___ Data extracts ___

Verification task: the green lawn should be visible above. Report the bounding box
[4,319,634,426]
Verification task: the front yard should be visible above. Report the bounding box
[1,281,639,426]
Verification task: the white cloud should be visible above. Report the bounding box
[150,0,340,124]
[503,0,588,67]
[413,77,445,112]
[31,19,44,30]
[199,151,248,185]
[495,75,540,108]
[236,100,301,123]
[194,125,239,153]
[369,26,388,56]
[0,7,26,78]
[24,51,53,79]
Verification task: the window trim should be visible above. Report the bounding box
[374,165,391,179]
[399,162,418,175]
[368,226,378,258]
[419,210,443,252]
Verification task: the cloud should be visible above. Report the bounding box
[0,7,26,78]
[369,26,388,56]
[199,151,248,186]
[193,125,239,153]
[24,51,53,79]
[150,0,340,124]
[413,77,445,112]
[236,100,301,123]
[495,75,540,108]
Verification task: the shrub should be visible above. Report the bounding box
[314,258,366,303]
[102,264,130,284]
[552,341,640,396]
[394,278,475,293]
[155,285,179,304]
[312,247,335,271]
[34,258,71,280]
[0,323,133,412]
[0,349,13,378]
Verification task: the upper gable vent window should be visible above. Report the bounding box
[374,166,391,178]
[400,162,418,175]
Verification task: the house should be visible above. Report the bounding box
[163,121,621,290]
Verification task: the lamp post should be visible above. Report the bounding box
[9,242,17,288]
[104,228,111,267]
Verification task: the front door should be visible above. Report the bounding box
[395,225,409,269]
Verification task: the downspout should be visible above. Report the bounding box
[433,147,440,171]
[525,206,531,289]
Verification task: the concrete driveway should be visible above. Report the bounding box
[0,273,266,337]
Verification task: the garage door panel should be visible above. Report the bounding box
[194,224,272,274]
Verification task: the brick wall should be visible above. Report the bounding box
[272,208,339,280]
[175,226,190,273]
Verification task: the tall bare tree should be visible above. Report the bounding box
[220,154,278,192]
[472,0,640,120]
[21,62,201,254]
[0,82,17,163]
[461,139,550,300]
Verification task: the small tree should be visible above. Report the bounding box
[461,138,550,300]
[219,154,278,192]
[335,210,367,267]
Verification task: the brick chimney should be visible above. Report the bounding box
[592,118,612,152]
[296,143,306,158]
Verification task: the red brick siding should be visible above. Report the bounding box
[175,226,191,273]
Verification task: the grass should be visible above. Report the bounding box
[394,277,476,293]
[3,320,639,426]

___

Exercise directions
Answer with the exact lines running from the one that contains "Verification task: the garage" through the last line of the data. Include no other line.

Solution for this exercise
Verification task: the garage door panel should be visible above. Report the bounding box
[194,224,272,274]
Verification task: the brick wall should be visible above. Report the bounding box
[272,208,339,280]
[175,226,190,273]
Verification task: the tall bare tree should be visible above. Report the bounding box
[220,154,278,192]
[472,0,640,120]
[21,62,201,254]
[0,82,17,163]
[461,139,550,300]
Verification task: the small tree should be visible above. Report the bounding box
[461,138,550,300]
[219,154,278,192]
[335,210,367,267]
Verification task: the brick chimney should be visible above. Report the bounding box
[592,118,612,152]
[296,143,306,158]
Verification task: the red brick siding should be visible above. Report the bounding box
[175,226,191,273]
Verification task: the grass should be visible above. Report the bounding box
[394,277,476,293]
[3,320,639,426]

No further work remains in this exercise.